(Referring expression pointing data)

++++++++++++++++++++

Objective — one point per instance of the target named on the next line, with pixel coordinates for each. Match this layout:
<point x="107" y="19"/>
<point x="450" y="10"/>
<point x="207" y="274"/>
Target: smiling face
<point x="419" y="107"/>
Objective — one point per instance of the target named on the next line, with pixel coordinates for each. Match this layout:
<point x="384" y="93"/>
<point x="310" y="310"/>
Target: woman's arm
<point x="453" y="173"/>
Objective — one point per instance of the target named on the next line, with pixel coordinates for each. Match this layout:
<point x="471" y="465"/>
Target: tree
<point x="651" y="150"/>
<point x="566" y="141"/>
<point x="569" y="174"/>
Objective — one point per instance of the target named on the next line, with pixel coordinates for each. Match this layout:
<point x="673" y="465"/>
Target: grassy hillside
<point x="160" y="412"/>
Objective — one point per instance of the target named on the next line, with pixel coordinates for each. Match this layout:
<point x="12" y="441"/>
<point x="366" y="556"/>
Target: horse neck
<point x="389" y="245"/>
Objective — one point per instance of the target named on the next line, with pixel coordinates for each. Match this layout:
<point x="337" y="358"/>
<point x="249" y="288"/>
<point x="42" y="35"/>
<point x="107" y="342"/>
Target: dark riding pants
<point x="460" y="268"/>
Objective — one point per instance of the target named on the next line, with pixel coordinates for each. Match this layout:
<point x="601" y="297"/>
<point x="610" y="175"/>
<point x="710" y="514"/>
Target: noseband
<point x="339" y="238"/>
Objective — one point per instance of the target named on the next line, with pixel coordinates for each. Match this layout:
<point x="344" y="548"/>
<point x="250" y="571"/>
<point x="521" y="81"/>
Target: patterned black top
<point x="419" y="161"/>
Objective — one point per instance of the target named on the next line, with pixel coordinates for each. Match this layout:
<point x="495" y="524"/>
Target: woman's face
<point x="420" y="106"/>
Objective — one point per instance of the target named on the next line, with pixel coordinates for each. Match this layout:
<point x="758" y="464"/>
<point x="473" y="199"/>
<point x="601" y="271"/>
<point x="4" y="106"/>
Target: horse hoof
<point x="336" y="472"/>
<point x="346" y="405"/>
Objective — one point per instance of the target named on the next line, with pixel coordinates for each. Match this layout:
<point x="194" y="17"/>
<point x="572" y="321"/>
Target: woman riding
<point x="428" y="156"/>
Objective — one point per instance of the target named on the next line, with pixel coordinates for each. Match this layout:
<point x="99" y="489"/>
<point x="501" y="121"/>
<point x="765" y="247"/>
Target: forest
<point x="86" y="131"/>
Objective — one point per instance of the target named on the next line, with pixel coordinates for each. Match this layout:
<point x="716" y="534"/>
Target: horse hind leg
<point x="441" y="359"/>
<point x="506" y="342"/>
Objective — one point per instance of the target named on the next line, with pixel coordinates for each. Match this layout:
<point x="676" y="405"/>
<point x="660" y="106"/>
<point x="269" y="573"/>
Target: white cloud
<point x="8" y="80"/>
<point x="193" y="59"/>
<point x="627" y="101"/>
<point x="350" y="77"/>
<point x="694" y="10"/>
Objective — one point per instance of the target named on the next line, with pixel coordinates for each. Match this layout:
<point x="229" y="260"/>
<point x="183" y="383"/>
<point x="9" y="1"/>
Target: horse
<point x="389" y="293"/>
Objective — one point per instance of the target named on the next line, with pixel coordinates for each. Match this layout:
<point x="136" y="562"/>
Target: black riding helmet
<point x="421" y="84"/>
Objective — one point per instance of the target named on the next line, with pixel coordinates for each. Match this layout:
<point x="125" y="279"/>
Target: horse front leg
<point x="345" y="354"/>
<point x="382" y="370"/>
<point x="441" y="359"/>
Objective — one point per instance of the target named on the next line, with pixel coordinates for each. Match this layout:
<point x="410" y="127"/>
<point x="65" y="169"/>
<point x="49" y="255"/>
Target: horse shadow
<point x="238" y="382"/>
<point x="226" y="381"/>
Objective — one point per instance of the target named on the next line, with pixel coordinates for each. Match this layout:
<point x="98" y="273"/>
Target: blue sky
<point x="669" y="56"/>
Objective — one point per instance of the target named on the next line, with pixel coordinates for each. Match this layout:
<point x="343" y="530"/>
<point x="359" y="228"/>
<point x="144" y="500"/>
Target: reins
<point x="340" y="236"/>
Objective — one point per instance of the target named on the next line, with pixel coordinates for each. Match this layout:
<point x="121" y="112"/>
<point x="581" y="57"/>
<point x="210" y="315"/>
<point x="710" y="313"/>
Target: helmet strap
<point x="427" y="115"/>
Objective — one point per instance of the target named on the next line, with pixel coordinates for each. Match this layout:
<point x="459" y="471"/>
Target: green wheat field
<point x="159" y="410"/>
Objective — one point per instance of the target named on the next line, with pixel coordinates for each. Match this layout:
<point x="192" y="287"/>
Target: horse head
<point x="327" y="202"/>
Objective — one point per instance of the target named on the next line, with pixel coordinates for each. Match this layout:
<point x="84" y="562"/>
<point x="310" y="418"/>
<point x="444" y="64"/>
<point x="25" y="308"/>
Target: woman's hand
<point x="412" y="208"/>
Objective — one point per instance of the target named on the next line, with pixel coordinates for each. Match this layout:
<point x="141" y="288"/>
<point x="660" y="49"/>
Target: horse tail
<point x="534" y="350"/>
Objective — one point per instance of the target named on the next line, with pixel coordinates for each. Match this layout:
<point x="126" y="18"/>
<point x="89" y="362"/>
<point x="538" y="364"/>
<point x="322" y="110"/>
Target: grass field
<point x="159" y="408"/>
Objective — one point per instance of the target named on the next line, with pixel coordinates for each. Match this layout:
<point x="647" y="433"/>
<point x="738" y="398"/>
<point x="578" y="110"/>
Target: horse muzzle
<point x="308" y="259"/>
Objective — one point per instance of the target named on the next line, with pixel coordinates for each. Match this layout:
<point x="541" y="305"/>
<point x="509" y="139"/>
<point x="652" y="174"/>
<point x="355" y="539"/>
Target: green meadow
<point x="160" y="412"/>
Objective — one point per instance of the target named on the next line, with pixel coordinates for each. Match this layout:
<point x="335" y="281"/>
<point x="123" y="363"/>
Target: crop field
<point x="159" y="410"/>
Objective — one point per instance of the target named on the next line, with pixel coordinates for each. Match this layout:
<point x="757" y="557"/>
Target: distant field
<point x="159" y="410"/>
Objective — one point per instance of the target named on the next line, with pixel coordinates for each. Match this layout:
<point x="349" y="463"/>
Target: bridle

++++++++++++++++++++

● Task item
The answer should be the entries, given again without a single difference.

● Answer box
Objective — one point per instance of the target named on the next line, with pixel coordinates for each. Match this layout:
<point x="107" y="19"/>
<point x="450" y="10"/>
<point x="207" y="274"/>
Target: smiling face
<point x="419" y="107"/>
Objective — one point per instance of the target named on the next line, with pixel coordinates for each. Match this layout:
<point x="384" y="93"/>
<point x="310" y="310"/>
Target: woman's arm
<point x="453" y="173"/>
Objective — one point per instance of the target named on the next line, with pixel coordinates for each. Match this layout:
<point x="471" y="465"/>
Target: tree
<point x="651" y="150"/>
<point x="566" y="141"/>
<point x="569" y="174"/>
Objective — one point per instance of the target named on the next line, with pixel coordinates for each. Match this layout:
<point x="673" y="465"/>
Target: grassy hillside
<point x="160" y="412"/>
Objective — one point per instance of the target named on the next line, with pixel coordinates for each. Match this layout:
<point x="12" y="441"/>
<point x="366" y="556"/>
Target: horse neck
<point x="389" y="245"/>
Objective — one point per instance of the target named on the next line, with pixel coordinates for each. Match this layout:
<point x="337" y="358"/>
<point x="249" y="288"/>
<point x="42" y="35"/>
<point x="107" y="342"/>
Target: dark riding pants
<point x="460" y="268"/>
Objective — one point per instance of the target named on the next line, with pixel coordinates for each. Match this layout:
<point x="601" y="297"/>
<point x="610" y="175"/>
<point x="710" y="514"/>
Target: noseband
<point x="339" y="238"/>
Objective — one point per instance of the target named on the next line, with pixel coordinates for each. Match this layout:
<point x="344" y="548"/>
<point x="250" y="571"/>
<point x="521" y="81"/>
Target: patterned black top
<point x="419" y="161"/>
Objective — one point per instance of the target named on the next line, with pixel coordinates for each. Match this layout:
<point x="495" y="524"/>
Target: woman's face
<point x="420" y="106"/>
Objective — one point per instance of the target named on the next line, with pixel coordinates for each. Match this layout:
<point x="758" y="464"/>
<point x="473" y="199"/>
<point x="601" y="271"/>
<point x="4" y="106"/>
Target: horse hoof
<point x="336" y="472"/>
<point x="346" y="405"/>
Objective — one point per instance of the target named on the next line, with pixel coordinates for each. Match this layout:
<point x="194" y="17"/>
<point x="572" y="321"/>
Target: woman riding
<point x="428" y="156"/>
Objective — one point per instance of the target named on the next line, with pixel coordinates for each. Match this layout:
<point x="99" y="489"/>
<point x="501" y="121"/>
<point x="765" y="247"/>
Target: forest
<point x="86" y="131"/>
Objective — one point per instance of the target named on the next line, with pixel coordinates for each. Match this layout:
<point x="716" y="534"/>
Target: horse hind leg
<point x="441" y="359"/>
<point x="506" y="342"/>
Objective — one point per instance of the target named on the next line, with pixel coordinates for each. Match this layout:
<point x="676" y="405"/>
<point x="660" y="106"/>
<point x="269" y="573"/>
Target: white cloud
<point x="8" y="80"/>
<point x="193" y="59"/>
<point x="627" y="101"/>
<point x="350" y="77"/>
<point x="694" y="10"/>
Objective — one point per instance of the target named on the next line, with pixel coordinates for each. Match this layout:
<point x="229" y="260"/>
<point x="183" y="383"/>
<point x="9" y="1"/>
Target: horse
<point x="389" y="293"/>
Objective — one point per instance of the target named on the next line, with pixel coordinates for each. Match this layout:
<point x="136" y="562"/>
Target: black riding helmet
<point x="421" y="84"/>
Objective — one point per instance of the target named on the next line, with pixel coordinates for each. Match this layout:
<point x="125" y="279"/>
Target: horse front leg
<point x="345" y="354"/>
<point x="382" y="370"/>
<point x="441" y="359"/>
Objective — one point per instance of the target named on the next line, with pixel coordinates for each. Match this layout:
<point x="410" y="127"/>
<point x="65" y="169"/>
<point x="49" y="255"/>
Target: horse shadow
<point x="238" y="382"/>
<point x="226" y="381"/>
Objective — one point per instance of the target named on the next line, with pixel coordinates for each. Match this layout:
<point x="98" y="273"/>
Target: blue sky
<point x="669" y="56"/>
Objective — one point per instance of the target named on the next line, with pixel coordinates for each. Match this layout:
<point x="343" y="530"/>
<point x="359" y="228"/>
<point x="144" y="500"/>
Target: reins
<point x="340" y="236"/>
Objective — one point per instance of the target named on the next line, with pixel coordinates for each. Match this layout:
<point x="121" y="112"/>
<point x="581" y="57"/>
<point x="210" y="315"/>
<point x="710" y="313"/>
Target: helmet strap
<point x="427" y="115"/>
Objective — one point per instance of the target named on the next line, with pixel coordinates for each. Match this layout:
<point x="459" y="471"/>
Target: green wheat field
<point x="159" y="410"/>
Objective — one point per instance of the target named on the next line, with pixel coordinates for each. Match this layout:
<point x="192" y="287"/>
Target: horse head
<point x="327" y="202"/>
Objective — one point per instance of the target named on the next line, with pixel coordinates for each. Match this layout:
<point x="84" y="562"/>
<point x="310" y="418"/>
<point x="444" y="64"/>
<point x="25" y="308"/>
Target: woman's hand
<point x="412" y="208"/>
Objective — one point per instance of the target named on the next line, with pixel coordinates for each. Match this layout:
<point x="141" y="288"/>
<point x="660" y="49"/>
Target: horse tail
<point x="534" y="350"/>
Objective — one point per instance of the target named on the next line, with pixel coordinates for each. Match this layout:
<point x="126" y="18"/>
<point x="89" y="362"/>
<point x="538" y="364"/>
<point x="322" y="110"/>
Target: grass field
<point x="159" y="408"/>
Objective — one point per instance of the target named on the next line, with pixel coordinates for each. Match this layout:
<point x="647" y="433"/>
<point x="738" y="398"/>
<point x="578" y="110"/>
Target: horse muzzle
<point x="308" y="259"/>
Objective — one point per instance of the target named on the next line, with pixel coordinates for each. Match this layout:
<point x="541" y="305"/>
<point x="509" y="139"/>
<point x="652" y="174"/>
<point x="355" y="539"/>
Target: green meadow
<point x="160" y="412"/>
Objective — one point per instance of the target named on the next line, with pixel coordinates for each. Match this layout:
<point x="335" y="281"/>
<point x="123" y="363"/>
Target: crop field
<point x="159" y="410"/>
Objective — one point per instance of the target named on the next line, with pixel coordinates for each. Match this layout:
<point x="757" y="557"/>
Target: distant field
<point x="159" y="410"/>
Objective — one point per instance of the target named on the next line, with pixel coordinates for each. Match this layout:
<point x="349" y="463"/>
Target: bridle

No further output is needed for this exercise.